Exercise data section start

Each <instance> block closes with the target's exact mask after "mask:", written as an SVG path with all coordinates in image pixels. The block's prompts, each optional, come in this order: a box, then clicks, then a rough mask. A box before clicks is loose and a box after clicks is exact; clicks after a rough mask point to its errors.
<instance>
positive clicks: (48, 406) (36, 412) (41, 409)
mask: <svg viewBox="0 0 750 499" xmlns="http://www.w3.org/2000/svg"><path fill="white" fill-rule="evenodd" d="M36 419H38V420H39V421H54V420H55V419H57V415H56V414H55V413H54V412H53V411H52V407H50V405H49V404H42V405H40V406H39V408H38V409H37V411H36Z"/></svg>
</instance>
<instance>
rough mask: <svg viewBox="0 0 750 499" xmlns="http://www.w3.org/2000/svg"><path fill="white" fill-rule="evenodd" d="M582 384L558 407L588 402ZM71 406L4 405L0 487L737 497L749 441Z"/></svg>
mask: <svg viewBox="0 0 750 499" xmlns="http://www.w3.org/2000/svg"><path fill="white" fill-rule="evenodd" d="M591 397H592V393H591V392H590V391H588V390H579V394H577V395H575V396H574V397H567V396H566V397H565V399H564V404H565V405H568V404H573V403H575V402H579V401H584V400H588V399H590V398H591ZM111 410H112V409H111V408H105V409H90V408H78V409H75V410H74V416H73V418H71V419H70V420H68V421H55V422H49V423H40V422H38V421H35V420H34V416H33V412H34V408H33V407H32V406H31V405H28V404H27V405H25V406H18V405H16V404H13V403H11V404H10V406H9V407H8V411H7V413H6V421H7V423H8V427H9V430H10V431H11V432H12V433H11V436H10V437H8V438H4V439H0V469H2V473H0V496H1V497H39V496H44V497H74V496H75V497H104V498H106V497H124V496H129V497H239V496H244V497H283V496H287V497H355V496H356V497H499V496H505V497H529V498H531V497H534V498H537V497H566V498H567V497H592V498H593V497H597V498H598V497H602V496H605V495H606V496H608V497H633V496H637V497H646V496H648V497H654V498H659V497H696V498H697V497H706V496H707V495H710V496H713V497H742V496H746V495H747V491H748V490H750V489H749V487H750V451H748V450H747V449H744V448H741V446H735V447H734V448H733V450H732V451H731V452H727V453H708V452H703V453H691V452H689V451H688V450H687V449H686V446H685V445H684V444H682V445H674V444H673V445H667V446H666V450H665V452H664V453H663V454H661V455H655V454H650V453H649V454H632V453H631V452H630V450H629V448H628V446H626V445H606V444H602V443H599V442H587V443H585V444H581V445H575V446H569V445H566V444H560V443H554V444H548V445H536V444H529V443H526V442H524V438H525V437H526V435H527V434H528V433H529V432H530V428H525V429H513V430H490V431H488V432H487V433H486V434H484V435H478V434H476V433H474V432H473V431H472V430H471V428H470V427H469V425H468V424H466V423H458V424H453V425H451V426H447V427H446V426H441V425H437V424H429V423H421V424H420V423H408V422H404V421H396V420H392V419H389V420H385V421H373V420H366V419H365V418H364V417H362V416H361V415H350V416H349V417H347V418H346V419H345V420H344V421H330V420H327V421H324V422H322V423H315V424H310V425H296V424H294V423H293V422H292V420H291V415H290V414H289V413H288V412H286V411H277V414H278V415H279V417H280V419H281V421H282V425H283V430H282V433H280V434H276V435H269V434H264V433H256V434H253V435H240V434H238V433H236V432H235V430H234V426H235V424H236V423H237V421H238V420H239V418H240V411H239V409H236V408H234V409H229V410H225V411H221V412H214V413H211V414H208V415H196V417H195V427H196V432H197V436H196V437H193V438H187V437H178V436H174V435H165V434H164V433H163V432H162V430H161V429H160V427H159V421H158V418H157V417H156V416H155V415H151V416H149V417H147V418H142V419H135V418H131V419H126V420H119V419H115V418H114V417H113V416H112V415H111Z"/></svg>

Exercise data section end

**What you are asked to do**
Reproduce all of the data exactly as given.

**Reply**
Each <instance> block closes with the target's exact mask after "mask:", written as an SVG path with all coordinates in image pixels. The block's prompts, each optional, come in this order: a box, then clicks, then a rough mask. A box before clicks is loose and a box after clicks is exact; clicks after a rough mask point to its errors.
<instance>
positive clicks: (48, 406) (36, 412) (41, 409)
mask: <svg viewBox="0 0 750 499" xmlns="http://www.w3.org/2000/svg"><path fill="white" fill-rule="evenodd" d="M36 419H38V420H39V421H54V420H55V419H57V415H56V414H55V413H54V412H53V411H52V407H50V405H49V404H42V405H40V406H39V408H38V409H37V411H36Z"/></svg>
</instance>
<instance>
rough mask: <svg viewBox="0 0 750 499" xmlns="http://www.w3.org/2000/svg"><path fill="white" fill-rule="evenodd" d="M582 384L558 407L588 402ZM71 406L4 405L0 487L737 497L749 441Z"/></svg>
mask: <svg viewBox="0 0 750 499" xmlns="http://www.w3.org/2000/svg"><path fill="white" fill-rule="evenodd" d="M591 397H592V393H591V392H590V391H588V390H579V394H577V395H575V396H574V397H567V396H566V397H565V399H564V404H565V405H568V404H573V403H575V402H579V401H584V400H588V399H590V398H591ZM111 410H112V409H111V408H105V409H90V408H78V409H75V410H74V416H73V418H71V419H70V420H68V421H55V422H49V423H40V422H38V421H35V420H34V416H33V412H34V408H33V407H32V406H31V405H28V404H27V405H25V406H18V405H16V404H13V403H11V404H10V406H9V407H8V411H7V413H6V421H7V423H8V427H9V430H10V431H11V432H12V433H11V436H10V437H8V438H4V439H0V469H2V473H0V496H1V497H39V496H44V497H74V496H75V497H104V498H106V497H124V496H129V497H239V496H244V497H283V496H287V497H355V496H356V497H499V496H505V497H529V498H531V497H534V498H537V497H566V498H567V497H592V498H593V497H597V498H598V497H602V496H605V495H606V496H608V497H633V496H637V497H646V496H648V497H654V498H659V497H696V498H697V497H706V496H707V495H710V496H713V497H742V496H746V495H747V491H748V490H750V489H749V487H750V451H748V450H747V449H744V448H741V446H735V447H734V448H733V450H732V451H731V452H727V453H708V452H703V453H691V452H689V451H688V450H687V449H686V446H685V445H684V444H682V445H674V444H673V445H667V446H666V450H665V452H664V453H663V454H661V455H655V454H650V453H649V454H632V453H631V452H630V450H629V448H628V446H626V445H606V444H602V443H599V442H587V443H585V444H581V445H575V446H569V445H566V444H560V443H554V444H548V445H536V444H529V443H526V442H524V438H525V437H526V435H527V434H528V433H529V432H530V428H525V429H513V430H490V431H488V432H487V433H486V434H484V435H478V434H476V433H474V432H473V431H472V430H471V428H470V427H469V425H468V424H466V423H458V424H453V425H451V426H447V427H446V426H441V425H437V424H429V423H421V424H420V423H408V422H404V421H396V420H392V419H389V420H385V421H373V420H366V419H365V418H364V417H362V416H361V415H350V416H349V417H347V418H346V419H345V420H344V421H330V420H327V421H324V422H322V423H315V424H310V425H296V424H294V423H293V422H292V420H291V415H290V414H289V413H288V412H286V411H277V414H278V415H279V417H280V419H281V421H282V425H283V430H282V433H280V434H276V435H269V434H264V433H256V434H253V435H240V434H238V433H236V432H235V430H234V426H235V424H236V423H237V421H238V420H239V418H240V411H239V409H236V408H234V409H229V410H225V411H221V412H214V413H211V414H208V415H196V417H195V427H196V432H197V436H196V437H193V438H187V437H178V436H174V435H165V434H164V433H163V432H162V430H161V429H160V427H159V421H158V418H157V417H156V416H155V415H151V416H149V417H147V418H142V419H135V418H131V419H126V420H119V419H115V418H114V417H113V416H112V415H111Z"/></svg>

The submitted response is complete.